Extracted records:
▶

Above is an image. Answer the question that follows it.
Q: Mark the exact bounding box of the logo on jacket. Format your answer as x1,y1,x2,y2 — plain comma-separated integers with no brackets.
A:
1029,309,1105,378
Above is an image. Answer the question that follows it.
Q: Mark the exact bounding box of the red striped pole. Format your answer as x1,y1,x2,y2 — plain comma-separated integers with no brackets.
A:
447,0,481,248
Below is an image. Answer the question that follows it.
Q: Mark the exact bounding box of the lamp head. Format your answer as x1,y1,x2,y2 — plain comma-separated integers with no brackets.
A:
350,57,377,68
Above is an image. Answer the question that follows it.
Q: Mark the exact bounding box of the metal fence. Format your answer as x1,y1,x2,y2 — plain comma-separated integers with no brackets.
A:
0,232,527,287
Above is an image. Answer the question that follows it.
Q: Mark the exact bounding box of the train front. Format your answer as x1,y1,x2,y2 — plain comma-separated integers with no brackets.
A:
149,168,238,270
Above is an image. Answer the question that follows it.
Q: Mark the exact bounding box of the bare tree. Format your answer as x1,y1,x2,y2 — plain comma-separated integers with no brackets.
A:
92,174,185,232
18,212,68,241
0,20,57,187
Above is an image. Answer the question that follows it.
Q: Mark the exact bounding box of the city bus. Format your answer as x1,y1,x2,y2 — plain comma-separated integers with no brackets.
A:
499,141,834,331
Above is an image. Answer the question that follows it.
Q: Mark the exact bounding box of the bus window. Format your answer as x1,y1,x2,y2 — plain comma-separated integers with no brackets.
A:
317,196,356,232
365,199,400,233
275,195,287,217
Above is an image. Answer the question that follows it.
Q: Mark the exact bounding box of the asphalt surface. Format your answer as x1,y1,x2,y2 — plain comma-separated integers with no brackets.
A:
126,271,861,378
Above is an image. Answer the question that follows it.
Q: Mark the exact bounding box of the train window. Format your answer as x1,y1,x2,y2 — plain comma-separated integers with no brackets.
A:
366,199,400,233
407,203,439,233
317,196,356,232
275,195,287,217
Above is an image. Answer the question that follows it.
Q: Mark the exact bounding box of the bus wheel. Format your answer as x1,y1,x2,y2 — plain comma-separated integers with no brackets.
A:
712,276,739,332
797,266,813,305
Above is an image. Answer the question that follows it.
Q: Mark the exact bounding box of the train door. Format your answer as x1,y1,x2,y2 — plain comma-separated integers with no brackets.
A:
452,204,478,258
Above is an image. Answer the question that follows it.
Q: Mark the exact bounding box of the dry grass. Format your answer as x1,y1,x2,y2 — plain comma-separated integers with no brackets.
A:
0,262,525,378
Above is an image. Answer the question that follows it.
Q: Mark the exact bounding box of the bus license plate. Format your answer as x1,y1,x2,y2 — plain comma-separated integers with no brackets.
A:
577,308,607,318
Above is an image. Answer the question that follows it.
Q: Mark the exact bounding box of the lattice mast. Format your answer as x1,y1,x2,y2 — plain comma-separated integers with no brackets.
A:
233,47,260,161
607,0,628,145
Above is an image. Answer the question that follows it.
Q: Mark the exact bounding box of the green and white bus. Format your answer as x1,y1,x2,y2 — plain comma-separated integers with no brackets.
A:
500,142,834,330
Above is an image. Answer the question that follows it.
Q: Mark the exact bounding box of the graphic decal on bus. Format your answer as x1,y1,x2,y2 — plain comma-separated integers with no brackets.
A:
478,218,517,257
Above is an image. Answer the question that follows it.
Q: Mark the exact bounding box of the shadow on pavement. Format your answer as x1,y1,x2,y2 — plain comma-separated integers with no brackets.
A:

◀

Please rewrite the records above, replacing each occurrence of "bounding box" with "rectangle" and leaving everything else unchanged.

Above is an image. Answer the question that follows it.
Q: Mark the exact rectangle of the logo on jacket. Format your answer as x1,y1,x2,y2 — plain comma-separated integers with no brackets.
A:
1029,309,1105,378
Above is an image. Answer the question that follows it.
Q: Mark the exact rectangle of the red striped pole. Format your answer as x1,y1,x2,y2 — plain comma-separated integers with no brackets.
A:
447,0,481,248
Below is an image. Answer the question that follows it.
Q: Mark the exact rectangle of the lamp head. Format your answer as x1,y1,x2,y2 — plain comma-separated integers with no brackets.
A:
350,57,377,68
Above is an image. Answer the question that follows it.
Q: Mark the exact rectangle of the metal fence. Format your answer as x1,y1,x2,y2 — plain comma-separated integers with no brackets.
A:
0,232,527,287
Above is an image. Answer the question that follows it.
Q: Mark the exact rectangle of the train front. Format your answer as x1,y1,x2,y2 — plain comma-separated integers with no brackets.
A:
149,168,238,270
Above is an image. Answer the question that follows it.
Q: Mark the exact rectangle of the bare tree. Format your answer as x1,y1,x2,y2 — plain comma-separated integers with no brackets.
A:
92,174,185,232
18,212,68,241
0,20,57,187
Above is an image. Answer the question that follows it.
Q: Mark the exact rectangle of the city bus. Format your answer as x1,y1,x2,y2 — plain comma-separated integers with no brackets.
A:
499,141,834,331
Above is an image. Answer the question that follows it.
Q: Mark the exact rectangle of the bus window. Format your answer as x1,y1,x2,y2 — plain comma-separated integers with no brackets.
A:
317,196,356,232
365,199,400,233
275,195,287,217
Above is an image. Answer the question that follows it.
Q: Mark the exact rectangle of the asphalt surface. Format your answer as x1,y1,x2,y2 — plain comma-separated integers with no brackets.
A:
126,271,861,378
Above is an image. Answer the question that follows it.
Q: Mark the exact rectangle of the train window. Format your answer as x1,y1,x2,y2 — plain comma-separated integers with no brackets.
A:
366,199,400,233
407,203,439,233
317,196,356,232
275,195,287,217
Above is an image. Answer the question that follows it.
Q: Mark the exact rectangle of the bus wheel. Format your answer as x1,y1,x2,y2 — plain comma-separated integers with no brackets.
A:
712,276,739,332
797,266,813,305
Above is an image. Answer the question that follows it.
Q: Mark the exact rectangle of the train door. Format your answer as x1,y1,x2,y2 — plain comma-separated integers with no brackets.
A:
452,204,478,258
Above is an image. Answer the question that follows it.
Q: Mark the exact rectangle of the dry grass. Format your answer as x1,y1,x2,y2 — plain comma-separated integers with no brackets.
A:
0,262,525,378
Above is an image. Answer the question that follows it.
Q: Mark the exact rectangle of the bus license plate. Format your answer as x1,y1,x2,y2 — plain comma-separated integers with no brackets.
A:
577,308,607,318
Above is an image. Answer the question that follows it.
Q: Mark the exact rectangle of the lattice mast. Format your answer as x1,y1,x2,y2 — plain comma-separated integers with no brackets.
A:
233,47,260,161
607,0,628,145
Above is an image. Answer the question that follows it.
Q: Mark the exact rectangle of the green and white bus. Format your answer as x1,y1,x2,y2 — plain comma-separated integers with no brackets.
A:
500,142,834,330
Above is an image. Answer the question that follows it.
Q: Mark the exact rectangle of the graphic decal on bus. Format your answer as x1,y1,x2,y2 — plain comma-separated integers with no brackets.
A:
478,218,517,257
Above is an image. Answer the question that follows it.
Q: Mark the exact rectangle of the shadow on pavement. Format your answer as x1,y1,x2,y2 — plain comma-separated integers with no brackets.
A:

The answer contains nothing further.